* **EXERCISE PROMPT**:
Output the data below in full, character for character.

* **AVAILABLE RECORDS**:
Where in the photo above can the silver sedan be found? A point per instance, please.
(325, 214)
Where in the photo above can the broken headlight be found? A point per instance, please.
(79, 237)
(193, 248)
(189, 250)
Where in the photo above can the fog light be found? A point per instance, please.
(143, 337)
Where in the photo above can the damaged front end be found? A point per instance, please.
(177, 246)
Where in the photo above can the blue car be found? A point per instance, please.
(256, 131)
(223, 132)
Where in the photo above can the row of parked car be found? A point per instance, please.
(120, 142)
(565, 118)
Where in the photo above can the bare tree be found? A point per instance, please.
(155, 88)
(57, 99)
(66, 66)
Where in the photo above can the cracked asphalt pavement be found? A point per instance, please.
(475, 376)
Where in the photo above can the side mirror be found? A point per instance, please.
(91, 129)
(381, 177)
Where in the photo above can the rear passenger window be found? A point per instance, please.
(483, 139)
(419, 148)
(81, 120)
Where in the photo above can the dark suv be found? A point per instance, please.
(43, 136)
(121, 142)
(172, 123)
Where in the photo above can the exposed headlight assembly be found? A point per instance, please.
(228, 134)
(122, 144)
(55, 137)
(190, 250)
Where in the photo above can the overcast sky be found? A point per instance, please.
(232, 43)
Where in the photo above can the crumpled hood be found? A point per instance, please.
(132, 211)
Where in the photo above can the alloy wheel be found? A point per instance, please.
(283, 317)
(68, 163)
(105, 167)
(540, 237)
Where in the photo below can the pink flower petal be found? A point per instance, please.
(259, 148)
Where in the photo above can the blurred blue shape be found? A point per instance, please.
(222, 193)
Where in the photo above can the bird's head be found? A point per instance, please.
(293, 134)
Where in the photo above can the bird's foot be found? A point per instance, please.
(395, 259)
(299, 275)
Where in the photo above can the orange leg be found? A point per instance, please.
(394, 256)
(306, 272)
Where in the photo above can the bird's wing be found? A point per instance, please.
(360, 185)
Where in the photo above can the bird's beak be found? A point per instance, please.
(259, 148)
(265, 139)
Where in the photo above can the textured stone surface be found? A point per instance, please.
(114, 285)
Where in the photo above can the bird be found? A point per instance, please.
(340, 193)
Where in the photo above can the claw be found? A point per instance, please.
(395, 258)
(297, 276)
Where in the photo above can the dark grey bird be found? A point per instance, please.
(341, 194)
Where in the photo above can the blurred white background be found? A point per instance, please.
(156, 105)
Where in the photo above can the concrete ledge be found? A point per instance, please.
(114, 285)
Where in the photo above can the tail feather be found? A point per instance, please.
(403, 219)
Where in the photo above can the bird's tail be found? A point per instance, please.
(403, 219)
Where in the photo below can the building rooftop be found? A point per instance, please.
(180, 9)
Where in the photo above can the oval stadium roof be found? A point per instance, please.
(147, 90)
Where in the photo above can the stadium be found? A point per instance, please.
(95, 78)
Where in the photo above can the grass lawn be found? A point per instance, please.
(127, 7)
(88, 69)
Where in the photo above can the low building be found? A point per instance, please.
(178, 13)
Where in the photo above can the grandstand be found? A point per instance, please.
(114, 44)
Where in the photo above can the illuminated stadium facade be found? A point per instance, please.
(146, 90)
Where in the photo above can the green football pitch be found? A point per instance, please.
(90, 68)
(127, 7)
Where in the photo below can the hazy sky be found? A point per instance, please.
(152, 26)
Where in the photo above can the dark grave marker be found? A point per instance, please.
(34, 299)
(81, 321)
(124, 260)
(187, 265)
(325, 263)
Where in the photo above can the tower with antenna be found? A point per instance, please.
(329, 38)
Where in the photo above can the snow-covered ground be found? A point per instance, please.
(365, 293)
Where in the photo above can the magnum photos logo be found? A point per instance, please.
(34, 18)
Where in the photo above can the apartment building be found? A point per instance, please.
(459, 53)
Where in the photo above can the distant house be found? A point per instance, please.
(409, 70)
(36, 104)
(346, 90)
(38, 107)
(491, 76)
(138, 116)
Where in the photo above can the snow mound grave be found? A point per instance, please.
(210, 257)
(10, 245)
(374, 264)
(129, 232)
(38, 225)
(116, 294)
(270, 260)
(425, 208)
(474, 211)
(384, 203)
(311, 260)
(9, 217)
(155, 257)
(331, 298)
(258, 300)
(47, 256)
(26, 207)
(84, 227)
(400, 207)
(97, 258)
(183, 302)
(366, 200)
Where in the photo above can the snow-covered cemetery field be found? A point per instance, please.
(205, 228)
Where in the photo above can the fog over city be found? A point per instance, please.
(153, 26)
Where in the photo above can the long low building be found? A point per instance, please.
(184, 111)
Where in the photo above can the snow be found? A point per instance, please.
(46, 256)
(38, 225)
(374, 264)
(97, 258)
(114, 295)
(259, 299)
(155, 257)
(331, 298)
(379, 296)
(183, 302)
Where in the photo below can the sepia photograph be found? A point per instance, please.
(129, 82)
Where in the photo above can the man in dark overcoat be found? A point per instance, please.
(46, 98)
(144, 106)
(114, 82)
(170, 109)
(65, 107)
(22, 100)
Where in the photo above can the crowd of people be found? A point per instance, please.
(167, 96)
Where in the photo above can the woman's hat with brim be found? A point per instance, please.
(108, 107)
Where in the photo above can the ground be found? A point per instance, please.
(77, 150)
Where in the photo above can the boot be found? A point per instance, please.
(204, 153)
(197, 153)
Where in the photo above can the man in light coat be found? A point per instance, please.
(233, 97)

* **WRITTEN ANSWER**:
Where in the photo above can the silver sedan be found? A point per instance, please.
(325, 214)
Where in the photo above can the broken headlight be found? A point per instance, please.
(79, 237)
(193, 248)
(189, 250)
Where in the photo above can the fog light be found? A point per instance, please.
(143, 337)
Where in the photo above can the damaged front end be found? A point per instance, please.
(177, 246)
Where in the photo above can the blue car be found? A point per instance, please.
(256, 131)
(223, 132)
Where in the photo above can the row of parked car be found? A point per instance, please.
(120, 142)
(565, 118)
Where in the photo above can the bare tree be found? A point per instance, please.
(155, 88)
(57, 99)
(66, 66)
Where in the photo above can the cracked asphalt pavement be found? A point per instance, please.
(475, 376)
Where in the photo above can the side mirror be found? A point per instance, please.
(91, 129)
(381, 177)
Where in the photo above can the rear passenger window be found? A point per instance, please.
(483, 139)
(419, 148)
(81, 120)
Where in the photo above can the dark suv be found? A point per instance, please.
(43, 136)
(121, 142)
(172, 123)
Where in the photo above can the exposed headlight assembly be found? A point per instance, please.
(228, 134)
(122, 144)
(55, 137)
(190, 250)
Where in the photo above can the overcast sky be found? A point per instance, please.
(232, 43)
Where in the photo above can the crumpled hood be found? A point per instance, please.
(132, 211)
Where in the photo above can the alloy wheel be found? A point per instance, please.
(283, 317)
(68, 163)
(105, 167)
(540, 237)
Where in the photo below can the pink flower petal be found? A point per instance, please.
(259, 148)
Where in the photo above can the blurred blue shape be found? A point per instance, please.
(222, 193)
Where in the photo above can the bird's head be found? A point per instance, please.
(293, 134)
Where in the photo above can the bird's foot be found? A point per instance, please.
(395, 259)
(299, 275)
Where in the photo above can the orange leg be found? A point per instance, please.
(394, 256)
(306, 272)
Where in the photo above can the bird's wing be found? A point per instance, please.
(360, 185)
Where in the photo above can the bird's beak be found? A point per instance, please.
(259, 148)
(265, 139)
Where in the photo above can the textured stone surface be found? A point per instance, please.
(114, 285)
Where in the photo above can the bird be found? A point per instance, please.
(340, 193)
Where in the photo above can the claw be found? A point per instance, please.
(395, 258)
(297, 276)
Where in the photo above can the dark grey bird be found? A point per instance, please.
(341, 194)
Where in the photo above can the blurred white background be found? A point per instance, please.
(156, 105)
Where in the photo above can the concrete ledge be found? A point per instance, please.
(114, 285)
Where in the photo above can the tail feather be found? A point per instance, please.
(403, 219)
Where in the photo above can the bird's tail be found? A point per instance, please.
(403, 219)
Where in the photo below can the building rooftop be found? A point per instance, please.
(180, 9)
Where in the photo above can the oval stadium roof be found? A point per instance, please.
(147, 90)
Where in the photo above can the stadium be found? A point per instance, please.
(95, 78)
Where in the photo above can the grass lawn be found? A point per instance, please.
(127, 7)
(88, 69)
Where in the photo above can the low building be found? A point per instance, please.
(178, 13)
Where in the photo above can the grandstand be found? A point per instance, please.
(114, 44)
Where in the photo above can the illuminated stadium facade be found? A point per instance, please.
(146, 90)
Where in the photo above can the green football pitch be found? A point per instance, please.
(90, 68)
(127, 7)
Where in the photo below can the hazy sky be found? A point per instance, please.
(152, 26)
Where in the photo above can the dark grave marker be found? A point per instance, please.
(34, 299)
(81, 321)
(124, 260)
(187, 265)
(325, 263)
Where in the photo above can the tower with antenna be found? A point per instance, please.
(329, 38)
Where in the photo above can the snow-covered ground be found? A point per instance, please.
(365, 293)
Where in the photo above can the magnum photos logo be found? A point per instance, please.
(34, 18)
Where in the photo above can the apartment building be found? A point per instance, please.
(459, 53)
Where in the photo above can the distant house be found? A point per instance, please.
(409, 70)
(36, 104)
(346, 90)
(38, 107)
(491, 76)
(138, 116)
Where in the photo above can the snow mound grave be found? A point per instance, please.
(210, 257)
(10, 245)
(374, 264)
(129, 232)
(38, 225)
(116, 294)
(270, 260)
(425, 208)
(474, 211)
(384, 203)
(311, 260)
(9, 217)
(155, 257)
(331, 298)
(258, 300)
(47, 256)
(26, 207)
(84, 227)
(400, 207)
(97, 258)
(183, 302)
(366, 200)
Where in the photo above can the snow-covered cemetery field be found? A point per instance, please.
(205, 228)
Where in the photo above can the fog over city be found? A point per instance, please.
(153, 26)
Where in the photo above can the long low building be found? A point per instance, please.
(184, 111)
Where in the photo above can the snow be found? A point per instance, please.
(46, 256)
(38, 225)
(374, 264)
(97, 258)
(114, 295)
(259, 299)
(155, 257)
(331, 298)
(379, 296)
(183, 302)
Where in the photo below can the sepia photograph be found? A point per instance, please.
(129, 82)
Where in the photo above can the man in dark overcoat be found? A point per instance, please.
(46, 98)
(144, 106)
(114, 82)
(170, 109)
(65, 107)
(22, 100)
Where in the photo above can the crowd of people be found? A point per instance, please.
(167, 96)
Where in the photo above can the woman's hat with brim be found? A point per instance, please.
(108, 107)
Where in the photo above can the ground be found? A point per instance, please.
(77, 150)
Where in the photo above can the boot be found? A point per instance, please.
(204, 153)
(197, 153)
Where in the photo above can the man in light coat be found? A point per instance, please.
(233, 97)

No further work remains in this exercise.